Appendix 1: Causal centrality derivation

In this appendix, the identifiable expression in Eq. 6 is derived from the definition of causal centrality in Eq. 4, and the normalization constant (Z in Eq. 4) is clarified in this process. To start, we expand the KL-divergence between the pre- and post-intervention distributions:

$$\begin{aligned} D_{{\text{KL}}} \left( {P\left( {\theta ,Y|m} \right)\parallel P^R \left( {\theta ,Y|m^R } \right)} \right) & = \smallint \nolimits_\theta P\left( {Y,\theta |m} \right) \log \frac{{P\left( {Y,\theta |m} \right)}}{{P^R \left( {Y,\theta |m^R } \right)}} \\ & = \smallint \nolimits_\theta P\left( {\theta |Y,m} \right) P\left( {Y|m} \right) \log \frac{{P\left( {\theta |Y,m} \right) P\left( {Y|m} \right) }}{{P^R \left( {\theta |Y,m^R } \right) P^R \left( {Y|m^R } \right)}} d\theta \\ \end{aligned}$$

(11)

Material for this task

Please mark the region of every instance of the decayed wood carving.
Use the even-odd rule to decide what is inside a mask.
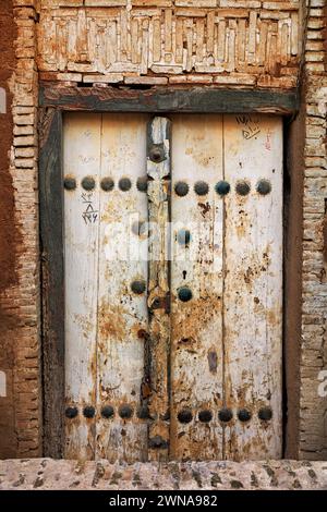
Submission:
[[[228,72],[251,83],[253,75],[279,76],[283,66],[284,75],[296,74],[296,2],[266,2],[261,10],[162,7],[44,9],[39,69],[110,73],[112,82]]]

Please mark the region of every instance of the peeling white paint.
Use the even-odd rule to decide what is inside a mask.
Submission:
[[[5,90],[0,87],[0,113],[7,113]]]
[[[7,397],[7,378],[5,373],[0,370],[0,397]]]

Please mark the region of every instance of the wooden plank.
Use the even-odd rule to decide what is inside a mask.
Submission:
[[[114,187],[100,192],[96,458],[111,462],[147,459],[146,418],[138,417],[147,301],[146,290],[132,290],[133,282],[147,281],[147,240],[134,227],[147,220],[147,196],[136,187],[146,175],[147,119],[102,115],[100,172]],[[122,179],[130,190],[120,188]],[[105,406],[113,407],[112,417],[100,414]]]
[[[149,90],[114,87],[63,87],[41,84],[43,107],[112,112],[263,112],[289,115],[299,110],[295,90],[231,90],[216,87],[153,87]]]
[[[157,161],[152,155],[159,155]],[[170,121],[154,118],[148,125],[148,244],[149,326],[145,385],[149,388],[149,459],[164,461],[169,447],[169,356],[170,356]],[[146,388],[145,388],[146,389]],[[145,398],[146,401],[146,398]]]
[[[282,126],[280,118],[225,115],[225,459],[281,456]],[[271,192],[256,186],[266,180]],[[240,195],[237,184],[251,191]],[[261,420],[262,407],[272,418]],[[252,414],[240,420],[238,411]]]
[[[62,120],[55,109],[40,109],[39,114],[44,454],[60,459],[64,417]]]
[[[99,193],[82,181],[97,184],[99,170],[100,114],[71,113],[63,131],[64,180],[76,182],[64,191],[66,459],[95,456]]]
[[[222,202],[215,184],[222,176],[221,117],[174,115],[172,142],[170,458],[220,459]],[[179,182],[189,186],[184,196]],[[209,186],[205,195],[194,191],[201,182]],[[183,244],[187,230],[191,241]],[[179,294],[187,290],[192,298],[183,302]]]

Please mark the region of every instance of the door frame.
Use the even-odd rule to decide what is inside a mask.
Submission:
[[[39,107],[44,456],[61,459],[64,443],[62,187],[62,119],[64,112],[149,112],[154,115],[169,115],[173,112],[269,113],[293,119],[299,111],[299,97],[296,90],[276,92],[215,87],[120,89],[40,84]],[[283,344],[288,346],[289,336],[283,338]],[[286,350],[286,354],[288,354],[288,350]],[[291,357],[290,362],[283,364],[288,366],[289,363],[294,364],[291,362]],[[288,393],[286,395],[288,397]]]

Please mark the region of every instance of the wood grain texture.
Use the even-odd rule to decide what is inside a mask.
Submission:
[[[64,178],[76,180],[76,188],[64,191],[65,403],[78,409],[65,420],[65,458],[80,460],[95,456],[95,418],[83,411],[96,406],[99,192],[82,181],[98,181],[100,121],[97,113],[73,113],[63,132]]]
[[[144,378],[144,332],[147,332],[146,290],[136,294],[134,281],[147,282],[147,237],[135,225],[147,220],[146,192],[137,179],[146,176],[144,114],[104,114],[100,176],[111,178],[112,191],[100,192],[98,344],[97,344],[97,453],[98,459],[147,460],[147,424],[140,418]],[[131,188],[120,188],[121,179]],[[111,405],[113,418],[100,410]],[[121,406],[132,416],[120,416]]]
[[[40,244],[43,275],[44,453],[63,453],[64,277],[62,209],[62,114],[40,110]]]
[[[231,184],[225,211],[223,354],[226,459],[281,456],[282,358],[282,125],[278,118],[225,115],[225,179]],[[256,187],[266,180],[271,192]],[[246,181],[247,195],[237,193]],[[272,419],[258,418],[271,407]],[[240,422],[241,409],[251,412]]]
[[[171,261],[171,459],[221,459],[222,428],[216,409],[222,399],[222,178],[221,115],[172,118]],[[174,187],[189,186],[180,197]],[[208,184],[198,195],[196,184]],[[191,241],[180,236],[190,231]],[[189,302],[179,291],[192,291]],[[193,419],[178,419],[190,410]],[[208,411],[213,419],[199,420]]]
[[[161,151],[161,161],[152,159]],[[154,118],[148,125],[148,343],[145,364],[150,388],[149,459],[164,461],[169,447],[170,364],[170,121]],[[147,361],[148,357],[148,361]]]
[[[269,76],[279,77],[280,66],[293,70],[287,85],[292,88],[299,62],[299,5],[289,5],[261,10],[258,3],[243,2],[241,9],[219,9],[213,0],[107,9],[48,7],[40,10],[38,65],[46,72],[121,73],[123,81],[123,75],[137,78],[140,73],[150,75],[150,70],[162,75],[161,68],[169,64],[168,75],[230,72],[242,86],[244,70],[256,78],[269,61]],[[261,29],[263,23],[267,32]],[[266,45],[267,34],[272,46]],[[276,44],[279,51],[274,53]]]
[[[39,102],[63,110],[114,112],[295,113],[295,93],[271,90],[229,90],[217,87],[153,87],[149,90],[112,87],[78,88],[41,84]]]

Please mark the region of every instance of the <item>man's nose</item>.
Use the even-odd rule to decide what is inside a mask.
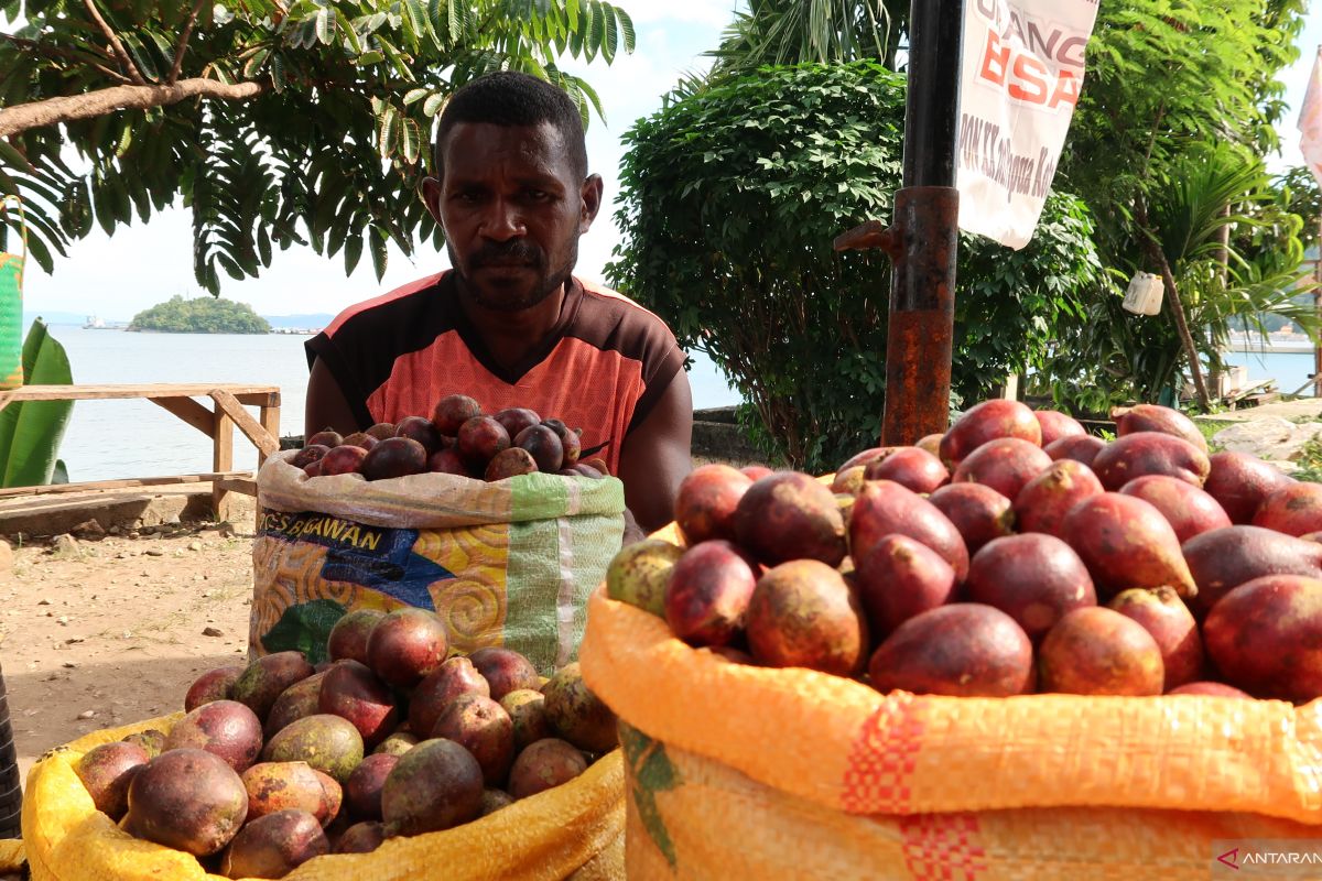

What you will do
A: According to the appendix text, what is expanded first to begin the derivation?
B: List every line of the records that contains the string "instance".

Answers to the exercises
A: The KL-divergence between the pre- and post-intervention distributions.

B:
Please mark the region of every instance of the decayed wood carving.
Please mark the region of every instance of the peeling white paint.
Please mark the region of every instance of the wooden plank.
Please mark the region of every instance of the door frame.
Please mark the region of every instance of the wood grain texture.
Please mark the region of every instance of the <item>man's nose</item>.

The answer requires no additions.